Goals:
A. Please translate this sentence from the essay about David Cassidy into Spanish: "It was my first concert, and I wasn’t ready to be disappointed by rock stars."
B. In the essay about David Cassidy, where did the narrator see him perform as the main attraction?
C. Continue the essay about David Cassidy from its final sentence.

Passage provided:
— Start —

IT’S OBVIOUS, NOW, how the boys of the 1970s claimed for themselves everything that was so alluring about girls. Maybe that’s why I thought I liked them.
I was just as boy-crazy as any other girl whose fifth and sixth grades coincided with David Cassidy’s run in The Partridge Family. His piercing eyes sparkled under his silky brunette shag as he smiled beguilingly from the poster on my wall, brightening my bedroom like sunshine through the window. As guitar-playing Keith Partridge, he dramatically balanced the role of teenage rebel in the family band with his responsibilities as the eldest son of a widowed mother with four other kids. The Partridge Family’s biggest hit was “I Think I Love You,” and the feeling was mutual.
When David Cassidy was the main attraction at the Nebraska State Fair, my dad caved to my pleading and bought cheap tickets far up on the metal grandstand benches. From there, I could see that David Cassidy’s pants and shirt were not the same shade of white. “His outfit’s wrinkled,” my dad added when he took his turn with the binoculars. I noticed that, too, but couldn’t acknowledge the feeling that maybe David didn’t really care enough about us. It was my first concert, and I wasn’t ready to be disappointed by rock stars.

— End —

Entries shown:
— Start —

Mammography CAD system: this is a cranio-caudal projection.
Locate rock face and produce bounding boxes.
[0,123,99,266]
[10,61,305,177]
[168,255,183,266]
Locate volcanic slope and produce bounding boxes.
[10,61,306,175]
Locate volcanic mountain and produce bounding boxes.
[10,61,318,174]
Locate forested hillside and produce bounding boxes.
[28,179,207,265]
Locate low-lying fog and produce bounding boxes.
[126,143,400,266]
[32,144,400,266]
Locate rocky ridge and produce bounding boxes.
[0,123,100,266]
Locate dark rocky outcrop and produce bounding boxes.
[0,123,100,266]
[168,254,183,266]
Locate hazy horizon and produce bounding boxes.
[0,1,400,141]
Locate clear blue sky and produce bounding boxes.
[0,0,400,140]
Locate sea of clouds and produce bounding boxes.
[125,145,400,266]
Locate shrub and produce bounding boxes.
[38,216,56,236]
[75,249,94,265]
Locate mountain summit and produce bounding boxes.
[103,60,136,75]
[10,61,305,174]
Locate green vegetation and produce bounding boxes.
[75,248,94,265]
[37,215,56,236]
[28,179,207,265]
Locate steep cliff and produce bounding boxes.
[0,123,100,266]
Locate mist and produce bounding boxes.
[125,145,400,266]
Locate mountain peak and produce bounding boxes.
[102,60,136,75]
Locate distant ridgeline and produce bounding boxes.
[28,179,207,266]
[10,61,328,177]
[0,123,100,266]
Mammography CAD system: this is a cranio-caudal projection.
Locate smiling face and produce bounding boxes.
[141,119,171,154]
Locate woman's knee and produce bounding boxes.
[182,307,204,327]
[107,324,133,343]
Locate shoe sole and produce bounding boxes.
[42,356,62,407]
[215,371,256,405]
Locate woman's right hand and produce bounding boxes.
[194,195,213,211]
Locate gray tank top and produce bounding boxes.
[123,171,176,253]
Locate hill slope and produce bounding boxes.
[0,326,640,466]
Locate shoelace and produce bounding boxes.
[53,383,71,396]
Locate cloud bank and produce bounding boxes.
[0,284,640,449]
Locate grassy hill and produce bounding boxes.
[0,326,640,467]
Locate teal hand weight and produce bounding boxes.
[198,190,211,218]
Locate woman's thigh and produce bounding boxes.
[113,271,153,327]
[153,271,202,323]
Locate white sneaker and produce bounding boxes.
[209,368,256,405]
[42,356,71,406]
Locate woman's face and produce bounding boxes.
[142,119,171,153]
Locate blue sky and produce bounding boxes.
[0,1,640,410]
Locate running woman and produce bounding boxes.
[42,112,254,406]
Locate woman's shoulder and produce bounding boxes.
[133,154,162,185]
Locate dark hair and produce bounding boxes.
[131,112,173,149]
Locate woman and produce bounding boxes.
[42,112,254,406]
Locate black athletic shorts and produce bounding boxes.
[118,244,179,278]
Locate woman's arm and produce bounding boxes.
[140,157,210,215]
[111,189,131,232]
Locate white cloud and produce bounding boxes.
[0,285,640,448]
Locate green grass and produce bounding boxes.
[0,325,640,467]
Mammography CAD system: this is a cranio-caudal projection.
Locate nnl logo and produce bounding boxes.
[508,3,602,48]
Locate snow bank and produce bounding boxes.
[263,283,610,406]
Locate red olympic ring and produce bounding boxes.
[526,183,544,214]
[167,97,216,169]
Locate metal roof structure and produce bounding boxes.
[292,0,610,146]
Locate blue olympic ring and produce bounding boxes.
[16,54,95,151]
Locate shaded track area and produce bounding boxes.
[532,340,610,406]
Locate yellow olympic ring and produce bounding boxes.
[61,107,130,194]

— End —

Results in order:
A. Era mi primer concierto y no estaba lista para que las estrellas de rock me decepcionaran.

B. At the Nebraska State Fair.

C.
David Cassidy died of alcoholism at age 67 in November 2017. As I watched the internet overflow with beautiful photos from his time in teen magazines, I was floored to realize how, at his peak in 1972, David Cassidy looked like a teenage girl. I hadn’t thought of him in decades. And by then I knew that my earliest TV crush had not been on David Cassidy but on Barbara Feldon, the tall, sultry, intelligent and problem-solving Agent 99 to the idiotic spy played by Don Adams on “Get Smart,” which ended its five-year TV run in 1970, just as “The Partridge Family” began. Maybe I didn’t understand my feelings back then because no one made a poster of Agent 99.
My first kiss was with a fifth-grade boy, hiding in the bushes on our walk home from school, after he’d written “Will you go with me” on a tiny piece of paper, wadded it up, and thrown it at me in class. Our lone kiss in the bushes sparked no desire for another one, and neither of us really knew what we were supposed to do after declaring that we were going with each other. The relationship didn’t last long.
I made out with a boy at church one Wednesday night during junior high youth group, lights out in one of the fellowship rooms where the soft couch was meant for comfort during Bible studies. He produced an alarming amount of slobber, which did nothing to smooth the sharp early whiskers on his upper lip. Youth group was better for smoking my first joint with a couple of other kids in a stand of pine trees across the street. As we sauntered woozily back into the building, I felt the brick walls, decorated with crayoned Sunday-school artwork, shift ever so slightly before we settled in for pizza and preaching.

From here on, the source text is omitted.